Start of Source extract

Sunday, March 29, 2015

It started with ashes...

The journey began with T.S. Eliot for Ash Wednesday:
















Although I do not hope to turn again
Although I do not hope
Although I do not hope to turn

Wavering between the profit and the loss
In this brief transit where the dreams cross
The dreamcrossed twilight between birth and dying
(Bless me father) though I do not wish to wish these things
From the wide window towards the granite shore
The white sails still fly seaward, seaward flying
Unbroken wings


And the lost heart stiffens and rejoices
In the lost 
lilac and the lost sea voices
And the weak spirit quickens to rebel
For the bent golden-rod and the lost sea smell
Quickens to recover
The cry of quail and the whirling plover
And the blind eye creates
The empty forms between the ivory gates

And smell renews the salt savour of the sandy earth

This is the time of tension between dying and birth
The place of solitude where three dreams cross
Between blue rocks
But when the voices shaken from the yew-tree drift away
Let the other yew be shaken and reply.


Blessed sister, holy mother, spirit of the fountain, spirit of the garden,
Suffer us not to mock ourselves with falsehood
Teach us to care and not to care
Teach us to sit still
Even among these rocks,
Our peace in His will

And even among these rocks
Sister, mother
And spirit of the river, spirit of the sea,

Suffer me not to be separated


And let my cry come unto Thee.

End of Source extract
Start of Given entries

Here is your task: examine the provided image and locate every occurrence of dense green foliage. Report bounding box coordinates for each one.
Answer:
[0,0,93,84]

End of Given entries
Start of Given entries

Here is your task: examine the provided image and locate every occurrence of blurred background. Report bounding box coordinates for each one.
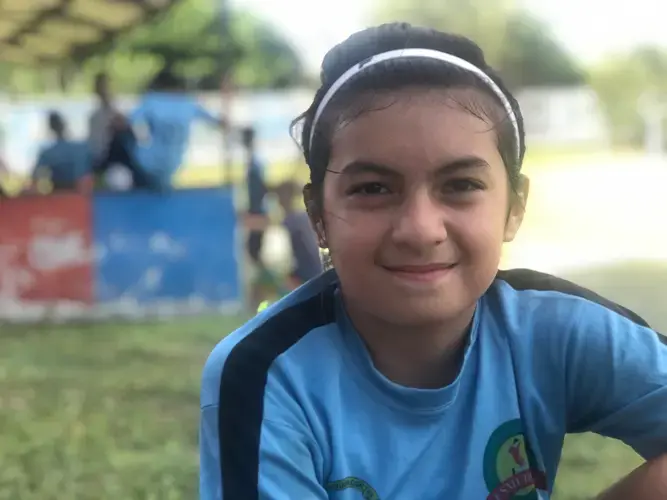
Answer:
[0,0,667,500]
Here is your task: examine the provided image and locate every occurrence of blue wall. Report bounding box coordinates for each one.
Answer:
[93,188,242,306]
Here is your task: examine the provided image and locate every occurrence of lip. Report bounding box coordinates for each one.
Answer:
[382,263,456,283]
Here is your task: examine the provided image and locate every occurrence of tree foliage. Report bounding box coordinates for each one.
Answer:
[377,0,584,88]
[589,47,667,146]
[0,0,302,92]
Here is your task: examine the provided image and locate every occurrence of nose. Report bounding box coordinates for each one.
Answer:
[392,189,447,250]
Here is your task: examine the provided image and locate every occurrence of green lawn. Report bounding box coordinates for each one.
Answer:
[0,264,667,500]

End of Given entries
Start of Given entries

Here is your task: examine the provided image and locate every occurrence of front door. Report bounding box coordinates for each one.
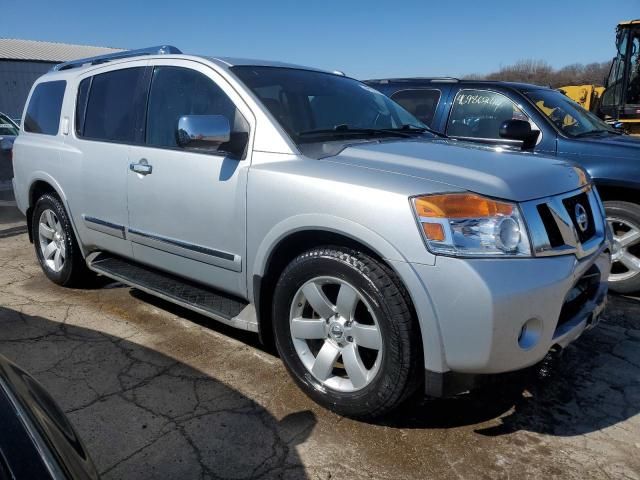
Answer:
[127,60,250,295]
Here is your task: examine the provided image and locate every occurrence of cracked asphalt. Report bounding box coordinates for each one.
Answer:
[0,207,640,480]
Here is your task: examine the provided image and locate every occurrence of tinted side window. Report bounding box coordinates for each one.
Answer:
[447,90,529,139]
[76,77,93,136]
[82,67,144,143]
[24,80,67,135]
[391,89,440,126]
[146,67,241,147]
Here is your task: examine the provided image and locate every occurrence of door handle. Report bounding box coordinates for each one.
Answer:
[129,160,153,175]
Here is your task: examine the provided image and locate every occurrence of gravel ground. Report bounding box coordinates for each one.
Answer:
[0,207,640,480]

End of Given entries

• Activity: According to the post, which poet's work began the journey, and for what occasion? The data bear no relation to the post that opens this page.

• Solution to this task: T.S. Eliot, for Ash Wednesday.